======== TASK MATERIAL
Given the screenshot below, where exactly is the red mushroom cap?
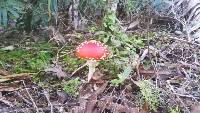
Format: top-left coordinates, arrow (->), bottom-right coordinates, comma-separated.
75,40 -> 109,61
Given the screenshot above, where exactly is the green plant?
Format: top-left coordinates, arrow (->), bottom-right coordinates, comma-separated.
63,78 -> 80,96
138,80 -> 160,111
169,106 -> 181,113
91,8 -> 144,85
0,0 -> 23,28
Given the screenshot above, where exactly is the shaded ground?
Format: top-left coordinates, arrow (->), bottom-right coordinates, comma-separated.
0,23 -> 200,113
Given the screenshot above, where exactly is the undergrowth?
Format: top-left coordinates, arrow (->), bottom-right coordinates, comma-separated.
139,80 -> 160,111
63,78 -> 80,96
0,43 -> 53,73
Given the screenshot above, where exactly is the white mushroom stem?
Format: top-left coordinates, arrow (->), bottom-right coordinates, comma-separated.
87,60 -> 99,82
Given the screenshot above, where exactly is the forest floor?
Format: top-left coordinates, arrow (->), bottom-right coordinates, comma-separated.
0,23 -> 200,113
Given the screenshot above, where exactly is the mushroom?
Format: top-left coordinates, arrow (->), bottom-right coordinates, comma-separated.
75,40 -> 109,82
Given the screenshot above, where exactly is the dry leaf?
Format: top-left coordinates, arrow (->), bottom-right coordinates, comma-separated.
191,105 -> 200,113
44,65 -> 67,78
140,102 -> 149,113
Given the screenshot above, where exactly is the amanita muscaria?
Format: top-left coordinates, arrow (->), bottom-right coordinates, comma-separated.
75,40 -> 109,81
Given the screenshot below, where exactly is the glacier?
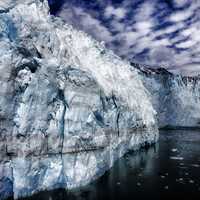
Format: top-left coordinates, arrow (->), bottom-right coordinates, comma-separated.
132,63 -> 200,129
0,0 -> 158,199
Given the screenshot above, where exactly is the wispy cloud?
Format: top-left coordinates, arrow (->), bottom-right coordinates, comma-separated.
55,0 -> 200,74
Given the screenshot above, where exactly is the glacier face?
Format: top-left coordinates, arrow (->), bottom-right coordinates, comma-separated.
132,64 -> 200,128
0,0 -> 158,198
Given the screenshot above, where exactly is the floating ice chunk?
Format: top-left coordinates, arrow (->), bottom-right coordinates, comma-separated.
170,156 -> 184,160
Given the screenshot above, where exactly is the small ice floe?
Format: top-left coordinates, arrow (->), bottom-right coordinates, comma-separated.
189,180 -> 194,183
117,182 -> 121,185
170,156 -> 184,160
137,182 -> 141,186
164,185 -> 169,190
171,149 -> 178,152
191,164 -> 200,167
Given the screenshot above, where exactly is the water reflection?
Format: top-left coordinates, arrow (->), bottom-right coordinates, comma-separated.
20,130 -> 200,200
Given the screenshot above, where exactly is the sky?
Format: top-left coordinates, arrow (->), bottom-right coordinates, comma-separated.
================
→ **TASK REQUIREMENTS**
Reproduce the material above from its first line through the line containing "0,0 -> 23,28", including the requests, but multiply every coordinate in the answers by 2.55 and round to whole numbers, halves up. Leave the pictures out.

→ **SOLVED PROBLEM**
Given the screenshot below, where exactly is the red mushroom cap?
Format: top-left coordinates, arrow (->), bottom-right coordinates, comma-separated.
191,102 -> 278,156
Given the screenshot above, where exactly is the green plant?
Format: top-left coordinates, arrow (->), bottom-right coordinates, comma-separated.
161,199 -> 204,245
352,204 -> 408,283
431,270 -> 462,288
232,20 -> 367,217
0,0 -> 59,71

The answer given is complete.